- [YOUR TASK]:
Reproduce the entries below, everything from the line containing "of the distant" down to the line containing "205L302 219L301 248L319", both of those lines included, and nothing else.

+++ RECORDS TO PROCESS

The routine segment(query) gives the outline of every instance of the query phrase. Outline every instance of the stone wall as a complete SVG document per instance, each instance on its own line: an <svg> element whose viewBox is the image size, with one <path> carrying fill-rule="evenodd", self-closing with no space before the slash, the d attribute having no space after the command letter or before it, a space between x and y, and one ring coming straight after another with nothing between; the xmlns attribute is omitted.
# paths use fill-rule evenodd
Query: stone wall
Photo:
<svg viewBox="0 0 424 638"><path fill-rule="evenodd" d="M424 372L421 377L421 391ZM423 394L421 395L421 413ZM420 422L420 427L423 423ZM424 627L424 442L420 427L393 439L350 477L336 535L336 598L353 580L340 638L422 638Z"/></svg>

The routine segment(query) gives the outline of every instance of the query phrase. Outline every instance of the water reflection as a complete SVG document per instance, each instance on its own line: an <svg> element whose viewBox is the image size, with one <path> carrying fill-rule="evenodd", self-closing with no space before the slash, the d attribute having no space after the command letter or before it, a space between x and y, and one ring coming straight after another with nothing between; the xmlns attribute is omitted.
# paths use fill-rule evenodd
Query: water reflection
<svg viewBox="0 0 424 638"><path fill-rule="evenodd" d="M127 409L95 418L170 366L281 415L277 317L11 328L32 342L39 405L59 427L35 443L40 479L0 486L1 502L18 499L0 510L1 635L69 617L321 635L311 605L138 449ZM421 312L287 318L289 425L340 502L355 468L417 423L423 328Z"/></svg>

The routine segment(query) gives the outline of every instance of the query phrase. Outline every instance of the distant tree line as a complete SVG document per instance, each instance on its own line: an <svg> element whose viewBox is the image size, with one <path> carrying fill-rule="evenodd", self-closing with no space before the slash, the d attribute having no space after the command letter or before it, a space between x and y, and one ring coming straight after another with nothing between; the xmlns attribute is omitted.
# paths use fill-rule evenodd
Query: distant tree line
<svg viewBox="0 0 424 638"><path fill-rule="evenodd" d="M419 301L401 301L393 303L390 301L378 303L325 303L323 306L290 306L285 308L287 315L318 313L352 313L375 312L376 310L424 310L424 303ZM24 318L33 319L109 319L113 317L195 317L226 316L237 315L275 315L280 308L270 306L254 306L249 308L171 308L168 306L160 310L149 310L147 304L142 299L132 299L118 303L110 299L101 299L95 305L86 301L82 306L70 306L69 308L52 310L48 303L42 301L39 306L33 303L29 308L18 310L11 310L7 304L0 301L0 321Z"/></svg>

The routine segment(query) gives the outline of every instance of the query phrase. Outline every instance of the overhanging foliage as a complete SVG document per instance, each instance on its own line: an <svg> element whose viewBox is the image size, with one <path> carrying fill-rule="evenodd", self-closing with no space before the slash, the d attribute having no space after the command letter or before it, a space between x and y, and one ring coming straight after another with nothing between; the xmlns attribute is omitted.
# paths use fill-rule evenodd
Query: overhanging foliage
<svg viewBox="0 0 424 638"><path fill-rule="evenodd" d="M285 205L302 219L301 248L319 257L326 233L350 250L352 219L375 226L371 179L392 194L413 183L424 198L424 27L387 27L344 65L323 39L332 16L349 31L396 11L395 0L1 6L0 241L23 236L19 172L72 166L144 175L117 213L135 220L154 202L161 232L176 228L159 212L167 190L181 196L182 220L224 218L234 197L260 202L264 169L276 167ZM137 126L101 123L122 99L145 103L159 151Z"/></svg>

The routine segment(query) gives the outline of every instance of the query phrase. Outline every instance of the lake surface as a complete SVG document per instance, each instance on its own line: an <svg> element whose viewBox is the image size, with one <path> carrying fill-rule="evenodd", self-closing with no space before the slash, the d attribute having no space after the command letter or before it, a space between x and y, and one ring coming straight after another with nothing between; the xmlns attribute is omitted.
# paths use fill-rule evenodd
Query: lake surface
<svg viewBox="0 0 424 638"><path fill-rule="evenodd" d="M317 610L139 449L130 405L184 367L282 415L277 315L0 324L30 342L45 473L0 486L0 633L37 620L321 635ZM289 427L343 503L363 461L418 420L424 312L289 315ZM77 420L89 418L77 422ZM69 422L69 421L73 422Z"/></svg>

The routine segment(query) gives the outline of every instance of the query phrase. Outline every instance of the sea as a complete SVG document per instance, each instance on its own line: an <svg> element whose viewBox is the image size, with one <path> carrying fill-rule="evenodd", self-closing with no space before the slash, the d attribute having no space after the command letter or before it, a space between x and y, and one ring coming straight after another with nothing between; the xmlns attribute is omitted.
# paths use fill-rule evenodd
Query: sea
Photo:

++++++

- [FINISHED EXERCISE]:
The routine segment(query) gives the outline of every instance of the query phrase. Outline every instance of the distant tree line as a complete SVG document per instance, each instance on its own line: an <svg> element whose viewBox is the image size, with one <path> carrying fill-rule="evenodd", self-closing with no space before the slash, the d attribute having no space after the command letter or before it, a space between x and y, and one ring coming straight after another with nothing between; the xmlns attribute is omitted.
# paths use fill-rule evenodd
Query: distant tree line
<svg viewBox="0 0 424 638"><path fill-rule="evenodd" d="M419 301L401 301L393 303L390 301L378 303L325 303L323 306L290 306L285 308L287 315L318 313L352 313L375 312L376 310L424 310L424 303ZM24 318L33 319L109 319L113 317L195 317L226 316L237 315L275 315L280 308L270 306L254 306L249 308L171 308L168 306L160 310L149 310L147 304L142 299L132 299L118 303L110 299L101 299L95 305L86 301L82 306L70 306L69 308L52 310L48 303L42 301L39 306L33 303L29 308L18 310L11 310L7 304L0 301L0 321Z"/></svg>

The routine segment(query) gives the outline of every instance of the query phrase. Outline every instance of the overhanging foliage as a complete SVG document per instance, each instance on its own line: an <svg> element whose viewBox is the image size, with one <path> carrying fill-rule="evenodd", self-closing with no space before the slash, the d attribute having no space after the command letter or before it, a space between x and y, and one ring coming straight after another with nothing between; the xmlns attribute is omitted.
# paths use fill-rule evenodd
Query: overhanging foliage
<svg viewBox="0 0 424 638"><path fill-rule="evenodd" d="M285 205L302 219L301 248L319 257L326 233L350 250L352 219L375 226L371 179L392 194L413 183L424 198L424 27L387 27L344 65L323 39L332 16L349 31L396 11L395 0L1 6L0 241L23 236L19 172L72 166L144 175L117 213L135 220L154 202L161 232L176 228L159 212L167 190L181 196L182 220L224 218L234 197L260 202L264 169L276 167ZM137 126L101 123L122 99L145 103L159 151Z"/></svg>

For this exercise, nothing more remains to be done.